§ **TASK DETAILS**:
Return exactly the span of lines that opens with the line containing "the green leaf" and closes with the last line of the data, inclusive.

§ **DATA TO PROCESS**:
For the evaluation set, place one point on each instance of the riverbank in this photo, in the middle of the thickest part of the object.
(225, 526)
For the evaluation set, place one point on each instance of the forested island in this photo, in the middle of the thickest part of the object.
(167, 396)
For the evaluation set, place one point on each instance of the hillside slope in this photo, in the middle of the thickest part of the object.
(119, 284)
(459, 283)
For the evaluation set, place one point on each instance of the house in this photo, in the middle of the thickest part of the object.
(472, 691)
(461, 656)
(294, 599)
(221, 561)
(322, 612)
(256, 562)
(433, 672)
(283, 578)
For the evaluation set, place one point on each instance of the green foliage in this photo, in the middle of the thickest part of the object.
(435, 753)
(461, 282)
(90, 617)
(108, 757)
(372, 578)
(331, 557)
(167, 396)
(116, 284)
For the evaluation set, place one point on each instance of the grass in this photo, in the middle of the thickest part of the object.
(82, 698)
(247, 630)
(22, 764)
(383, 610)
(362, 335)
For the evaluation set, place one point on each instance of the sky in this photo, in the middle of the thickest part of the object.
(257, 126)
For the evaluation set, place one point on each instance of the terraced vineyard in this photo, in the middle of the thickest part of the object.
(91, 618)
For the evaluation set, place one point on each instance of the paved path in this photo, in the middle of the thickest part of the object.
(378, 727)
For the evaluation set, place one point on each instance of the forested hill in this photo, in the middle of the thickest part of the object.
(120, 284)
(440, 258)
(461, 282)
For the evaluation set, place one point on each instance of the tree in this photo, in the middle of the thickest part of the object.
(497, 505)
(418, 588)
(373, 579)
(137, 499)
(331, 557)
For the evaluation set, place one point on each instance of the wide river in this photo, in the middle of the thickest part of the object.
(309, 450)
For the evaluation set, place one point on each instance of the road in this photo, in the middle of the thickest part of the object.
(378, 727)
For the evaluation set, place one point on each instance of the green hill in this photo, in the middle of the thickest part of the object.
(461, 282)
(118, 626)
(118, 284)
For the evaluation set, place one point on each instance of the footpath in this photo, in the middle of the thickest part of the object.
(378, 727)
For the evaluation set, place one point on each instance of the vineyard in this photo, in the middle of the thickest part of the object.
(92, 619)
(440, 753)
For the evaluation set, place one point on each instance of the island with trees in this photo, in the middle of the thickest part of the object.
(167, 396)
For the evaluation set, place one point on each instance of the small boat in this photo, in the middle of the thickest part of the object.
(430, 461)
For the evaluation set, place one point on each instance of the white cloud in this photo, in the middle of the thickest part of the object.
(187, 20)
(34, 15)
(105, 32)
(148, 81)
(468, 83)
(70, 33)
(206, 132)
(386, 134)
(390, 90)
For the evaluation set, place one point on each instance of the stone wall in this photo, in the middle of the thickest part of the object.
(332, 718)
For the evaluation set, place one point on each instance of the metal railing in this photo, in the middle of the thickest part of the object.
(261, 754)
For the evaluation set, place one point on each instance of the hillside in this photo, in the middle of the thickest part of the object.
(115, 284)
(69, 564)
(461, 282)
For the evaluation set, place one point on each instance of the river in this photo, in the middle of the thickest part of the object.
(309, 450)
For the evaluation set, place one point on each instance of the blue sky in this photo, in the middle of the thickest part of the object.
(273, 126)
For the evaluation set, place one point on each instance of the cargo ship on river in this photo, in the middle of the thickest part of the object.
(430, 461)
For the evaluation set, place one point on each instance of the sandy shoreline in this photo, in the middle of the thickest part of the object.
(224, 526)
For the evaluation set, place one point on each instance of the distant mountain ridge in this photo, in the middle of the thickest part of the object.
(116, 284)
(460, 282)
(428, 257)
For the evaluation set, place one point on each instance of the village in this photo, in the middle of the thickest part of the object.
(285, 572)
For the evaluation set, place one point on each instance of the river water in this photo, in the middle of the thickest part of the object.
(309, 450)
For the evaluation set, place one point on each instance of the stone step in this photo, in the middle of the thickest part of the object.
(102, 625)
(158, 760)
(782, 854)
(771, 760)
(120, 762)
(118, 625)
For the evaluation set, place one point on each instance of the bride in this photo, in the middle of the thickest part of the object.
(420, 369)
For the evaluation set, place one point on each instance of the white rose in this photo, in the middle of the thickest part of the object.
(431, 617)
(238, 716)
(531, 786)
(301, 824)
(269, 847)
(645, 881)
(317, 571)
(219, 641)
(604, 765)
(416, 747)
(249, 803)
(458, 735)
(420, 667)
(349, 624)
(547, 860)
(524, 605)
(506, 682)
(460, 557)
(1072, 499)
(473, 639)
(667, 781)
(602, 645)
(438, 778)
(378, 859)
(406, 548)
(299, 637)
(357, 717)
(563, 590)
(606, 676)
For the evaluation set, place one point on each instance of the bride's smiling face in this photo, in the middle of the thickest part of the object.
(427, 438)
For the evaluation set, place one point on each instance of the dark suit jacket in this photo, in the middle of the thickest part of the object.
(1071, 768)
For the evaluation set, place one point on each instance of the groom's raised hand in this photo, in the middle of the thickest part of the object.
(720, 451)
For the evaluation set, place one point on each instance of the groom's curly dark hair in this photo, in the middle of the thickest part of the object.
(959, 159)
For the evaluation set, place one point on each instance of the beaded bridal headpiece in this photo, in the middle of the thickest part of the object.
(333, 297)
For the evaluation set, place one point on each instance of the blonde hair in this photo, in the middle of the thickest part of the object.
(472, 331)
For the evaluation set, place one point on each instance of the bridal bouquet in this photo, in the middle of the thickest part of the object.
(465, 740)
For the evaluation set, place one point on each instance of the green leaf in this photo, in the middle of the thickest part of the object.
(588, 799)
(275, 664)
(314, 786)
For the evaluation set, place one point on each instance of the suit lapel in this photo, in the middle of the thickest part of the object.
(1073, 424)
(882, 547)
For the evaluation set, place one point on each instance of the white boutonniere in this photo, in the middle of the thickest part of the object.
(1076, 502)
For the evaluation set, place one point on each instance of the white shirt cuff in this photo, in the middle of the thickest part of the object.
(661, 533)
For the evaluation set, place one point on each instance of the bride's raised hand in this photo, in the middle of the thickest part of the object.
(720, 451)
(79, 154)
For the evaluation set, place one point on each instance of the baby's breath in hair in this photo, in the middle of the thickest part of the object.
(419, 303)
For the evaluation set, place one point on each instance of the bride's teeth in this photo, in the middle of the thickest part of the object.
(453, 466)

§ **EXERCISE SOLUTION**:
For the evaluation set, place one point on each instance of the green leaf in this photo, in the middle of the thickest part of the object.
(588, 799)
(275, 664)
(314, 786)
For the evaluation set, place one point on each instance of the suit lapel in this photo, in the middle of the thickest part of the object.
(1073, 424)
(882, 547)
For the evaluation set, place one point on each instance of the white boutonniere in this photo, in the middle of the thickest part of the object.
(1076, 502)
For the evaluation set, place one point on each instance of the white shirt cuff in this photo, in the middle of the thickest part of the object.
(661, 533)
For the evaluation set, place one point on each instance of the bride's raised hand in this photo, in the middle of the thickest part of the object.
(720, 451)
(79, 154)
For the evaluation set, place one point on each instance of the baby's breath in hair in this photo, in the middle of the thickest part of the object.
(419, 303)
For the evaluation set, place one point on each instance of the bride's teeth in this photo, in the middle of the thickest part of the object.
(453, 466)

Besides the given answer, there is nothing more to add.